*** Provided text
Divorcée Life: Easy trick to allow yourself a little “me time”

Welcome to a series of world-class master coach videos I’m sharing on topics that are key to emotional healing after divorce. Cheryl Richardson is the founding president of the International Coach Federation, she co-created the Body and Soul conference series sponsored by New Age magazine, and speaks professionally before numerous universities and Fortune 500 companies.

In her 1988 book, A Burst of Light, Audre Lorde wrote that "caring for myself is not self-indulgence, it is self-preservation and that is an act of political warfare."

Whether or not you believe that we, as women, tend not to have the freedom of choice that men have, one thing most of us have experienced is the pressure to sacrifice nearly every moment of our lives in the service of someone else.

Are you finding it difficult (both before and after divorce) to stop the hamster wheel and give yourself permission to live a little?

Here’s the easy trick that I found in the video below.  (Or, think of it as coming into self-care from the back door.)  

Your kids, friends, and family need you to be good to yourself.

Scroll down past the video for top divorcée takeaways on the key sentence above, and the importance of “me time,” in case you'd like an idea of what's covered before watching.

Divorcée takeaways on making time for ourselves:

  • Sometimes, the pressure comes from ourselves to do more and more for our families, and not necessarily our families forcing us to work ourselves to death.

  • We know we need to take time for exercise and to support our well-being, so why is it so hard to give ourselves permission and let some other tasks slide?

  • There's an inner voice that tells us we're selfish or self-indulgent.

  • In order to shift this, ask yourself the question: "Wouldn’t you love to have had a mother who took such good care of herself that she felt great all the time?"

  • How many of you grew up with mothers who were worn out all the time? Worn out, tired, and didn’t have time for you because she couldn’t or wouldn’t give herself any downtime?
******
--- Work instructions ---
Using the text above on making "me time" after divorce, decide whether each statement agrees with it, and answer yes or no with the deciding words quoted from the text. (a) Cheryl Richardson is the founding president of the International Coach Federation. (b) Audre Lorde's book A Burst of Light was published in 1998. (c) The takeaways say the pressure to do more for our families always comes from the families themselves.
*** Dataset extract
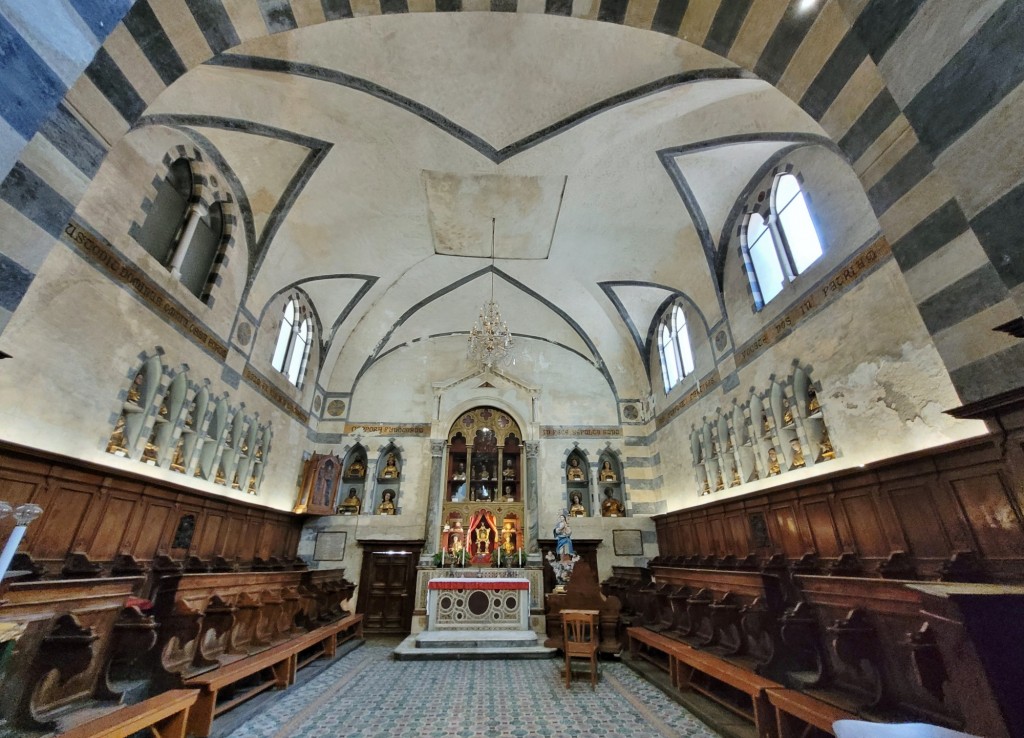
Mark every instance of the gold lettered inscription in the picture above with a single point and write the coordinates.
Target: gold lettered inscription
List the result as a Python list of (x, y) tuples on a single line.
[(844, 277), (702, 388), (270, 391), (381, 429), (102, 255), (581, 432)]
******
--- Exercise solution ---
(a) Yes: "Cheryl Richardson is the founding president of the International Coach Federation"
(b) No: "In her 1988 book, A Burst of Light"
(c) No: "Sometimes, the pressure comes from ourselves to do more and more for our families, and not necessarily our families forcing us to work ourselves to death."